TASK DETAILS:
Copy nothing from the entries below except the lines from the one containing "Where can you find the grass field" through the one containing "Where can you find the male cyclist in green", and copy those exactly.
━━━ DATA LISTING ━━━
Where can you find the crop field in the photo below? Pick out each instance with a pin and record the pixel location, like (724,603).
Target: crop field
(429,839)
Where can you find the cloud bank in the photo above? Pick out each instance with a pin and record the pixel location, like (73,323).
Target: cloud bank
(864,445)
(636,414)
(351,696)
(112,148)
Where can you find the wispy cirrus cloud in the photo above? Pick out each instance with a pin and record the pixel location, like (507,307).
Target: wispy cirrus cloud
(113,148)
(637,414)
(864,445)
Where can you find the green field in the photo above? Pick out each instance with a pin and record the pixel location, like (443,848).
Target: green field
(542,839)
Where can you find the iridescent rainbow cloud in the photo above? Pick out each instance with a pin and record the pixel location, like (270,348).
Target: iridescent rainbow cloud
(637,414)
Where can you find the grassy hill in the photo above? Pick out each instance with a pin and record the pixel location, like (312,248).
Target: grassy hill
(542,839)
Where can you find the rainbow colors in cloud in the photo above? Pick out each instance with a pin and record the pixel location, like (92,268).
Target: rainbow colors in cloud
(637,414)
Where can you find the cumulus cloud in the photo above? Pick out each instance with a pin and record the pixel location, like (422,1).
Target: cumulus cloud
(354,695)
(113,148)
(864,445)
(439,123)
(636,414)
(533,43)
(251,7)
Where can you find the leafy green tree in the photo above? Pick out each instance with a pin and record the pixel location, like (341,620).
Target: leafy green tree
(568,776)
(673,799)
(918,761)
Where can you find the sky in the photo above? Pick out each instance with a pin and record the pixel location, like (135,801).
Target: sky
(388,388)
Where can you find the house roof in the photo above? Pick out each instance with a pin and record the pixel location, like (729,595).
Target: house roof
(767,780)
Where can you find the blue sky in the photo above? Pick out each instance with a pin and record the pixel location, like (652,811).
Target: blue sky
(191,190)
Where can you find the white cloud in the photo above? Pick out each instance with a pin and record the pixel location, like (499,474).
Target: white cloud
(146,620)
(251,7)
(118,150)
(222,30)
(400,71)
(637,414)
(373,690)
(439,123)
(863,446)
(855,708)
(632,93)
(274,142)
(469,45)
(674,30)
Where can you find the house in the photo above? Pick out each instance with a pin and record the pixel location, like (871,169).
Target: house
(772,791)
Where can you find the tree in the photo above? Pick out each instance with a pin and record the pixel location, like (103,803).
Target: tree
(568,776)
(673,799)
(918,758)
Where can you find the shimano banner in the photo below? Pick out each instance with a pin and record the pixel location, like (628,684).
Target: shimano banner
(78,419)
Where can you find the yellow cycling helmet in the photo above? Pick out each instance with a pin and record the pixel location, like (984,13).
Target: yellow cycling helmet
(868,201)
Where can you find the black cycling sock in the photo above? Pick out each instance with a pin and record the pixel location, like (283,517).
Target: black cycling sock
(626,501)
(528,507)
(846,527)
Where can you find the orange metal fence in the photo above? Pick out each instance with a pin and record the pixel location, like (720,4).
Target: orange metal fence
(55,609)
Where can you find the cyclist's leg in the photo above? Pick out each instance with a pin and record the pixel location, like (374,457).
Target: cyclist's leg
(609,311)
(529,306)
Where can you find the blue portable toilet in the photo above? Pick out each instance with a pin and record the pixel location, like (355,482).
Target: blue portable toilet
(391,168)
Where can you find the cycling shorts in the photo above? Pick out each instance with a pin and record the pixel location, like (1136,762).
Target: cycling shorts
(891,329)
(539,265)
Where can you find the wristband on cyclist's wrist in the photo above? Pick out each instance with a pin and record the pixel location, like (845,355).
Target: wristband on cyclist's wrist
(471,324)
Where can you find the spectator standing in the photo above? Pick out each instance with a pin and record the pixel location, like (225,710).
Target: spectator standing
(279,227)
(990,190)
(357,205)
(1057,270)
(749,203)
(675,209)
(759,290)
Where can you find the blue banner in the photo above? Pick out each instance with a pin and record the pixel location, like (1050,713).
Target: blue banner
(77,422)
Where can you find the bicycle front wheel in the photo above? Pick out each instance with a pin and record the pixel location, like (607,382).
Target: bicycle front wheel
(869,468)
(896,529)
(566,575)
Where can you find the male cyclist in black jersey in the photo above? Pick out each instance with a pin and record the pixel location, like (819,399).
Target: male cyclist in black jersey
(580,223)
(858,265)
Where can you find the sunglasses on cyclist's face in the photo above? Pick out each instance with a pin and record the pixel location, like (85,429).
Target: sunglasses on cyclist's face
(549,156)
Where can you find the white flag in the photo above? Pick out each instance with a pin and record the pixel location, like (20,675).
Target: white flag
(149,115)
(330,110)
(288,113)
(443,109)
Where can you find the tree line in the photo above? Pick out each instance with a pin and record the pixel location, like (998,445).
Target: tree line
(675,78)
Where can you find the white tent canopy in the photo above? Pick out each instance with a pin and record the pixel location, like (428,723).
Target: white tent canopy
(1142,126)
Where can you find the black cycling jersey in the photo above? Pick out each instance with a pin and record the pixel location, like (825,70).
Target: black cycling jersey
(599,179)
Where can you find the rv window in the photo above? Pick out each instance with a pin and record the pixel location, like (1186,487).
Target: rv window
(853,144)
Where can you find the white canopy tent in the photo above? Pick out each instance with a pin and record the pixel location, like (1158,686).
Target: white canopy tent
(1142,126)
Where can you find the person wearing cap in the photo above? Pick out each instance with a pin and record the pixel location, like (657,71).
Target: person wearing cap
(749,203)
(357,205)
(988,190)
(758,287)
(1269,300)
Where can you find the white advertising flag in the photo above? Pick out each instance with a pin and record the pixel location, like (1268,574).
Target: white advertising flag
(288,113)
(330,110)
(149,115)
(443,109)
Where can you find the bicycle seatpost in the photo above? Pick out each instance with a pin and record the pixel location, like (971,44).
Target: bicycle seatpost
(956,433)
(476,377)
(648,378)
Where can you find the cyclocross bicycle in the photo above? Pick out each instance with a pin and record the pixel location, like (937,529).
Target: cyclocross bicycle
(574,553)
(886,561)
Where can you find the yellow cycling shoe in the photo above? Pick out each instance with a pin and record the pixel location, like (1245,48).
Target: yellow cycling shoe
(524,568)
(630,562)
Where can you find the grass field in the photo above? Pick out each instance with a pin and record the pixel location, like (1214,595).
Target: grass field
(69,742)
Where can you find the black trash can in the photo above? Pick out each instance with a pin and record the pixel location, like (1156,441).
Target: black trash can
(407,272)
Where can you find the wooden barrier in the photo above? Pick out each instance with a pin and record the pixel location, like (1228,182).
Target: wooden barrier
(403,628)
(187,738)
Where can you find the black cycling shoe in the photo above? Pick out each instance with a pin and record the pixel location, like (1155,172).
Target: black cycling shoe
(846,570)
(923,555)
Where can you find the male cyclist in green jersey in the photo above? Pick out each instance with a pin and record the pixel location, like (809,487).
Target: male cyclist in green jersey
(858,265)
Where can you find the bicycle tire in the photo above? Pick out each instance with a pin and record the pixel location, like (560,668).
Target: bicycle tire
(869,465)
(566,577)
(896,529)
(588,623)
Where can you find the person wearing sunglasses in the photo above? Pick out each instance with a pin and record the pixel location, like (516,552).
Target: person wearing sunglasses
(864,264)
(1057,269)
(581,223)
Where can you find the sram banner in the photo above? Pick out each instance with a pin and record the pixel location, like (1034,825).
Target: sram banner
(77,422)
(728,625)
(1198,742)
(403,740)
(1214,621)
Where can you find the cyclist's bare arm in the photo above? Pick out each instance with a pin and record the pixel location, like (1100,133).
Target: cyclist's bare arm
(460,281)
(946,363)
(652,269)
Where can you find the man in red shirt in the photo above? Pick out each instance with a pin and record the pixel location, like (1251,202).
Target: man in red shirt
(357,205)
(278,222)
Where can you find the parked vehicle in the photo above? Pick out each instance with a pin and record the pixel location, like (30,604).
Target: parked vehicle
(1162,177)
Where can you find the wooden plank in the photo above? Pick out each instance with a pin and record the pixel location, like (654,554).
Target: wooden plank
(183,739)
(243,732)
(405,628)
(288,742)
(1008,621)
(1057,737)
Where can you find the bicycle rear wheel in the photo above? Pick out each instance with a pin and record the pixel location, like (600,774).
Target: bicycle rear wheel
━━━
WRITTEN SOLUTION:
Where can you find the grass field in the photo above? Pick out each instance with a pin and record the pixel location, like (1214,595).
Target: grass field
(69,742)
Where can you find the black trash can in the photo above? Pick out each instance with a pin and record the pixel location, like (1156,441).
Target: black trash can
(407,272)
Where can you find the wooden barrier in the photo above? Pick out each instance with a pin and record the pixel location, like (1228,182).
Target: wooden barrier
(403,628)
(187,738)
Where can you find the black cycling shoe in the photo above? Pick out each instance with a pin and record the pixel location, like (1155,172).
Target: black cycling shoe
(846,570)
(923,555)
Where can you find the male cyclist in green jersey in the photo above? Pick out each instance with a pin and record the pixel location, like (809,487).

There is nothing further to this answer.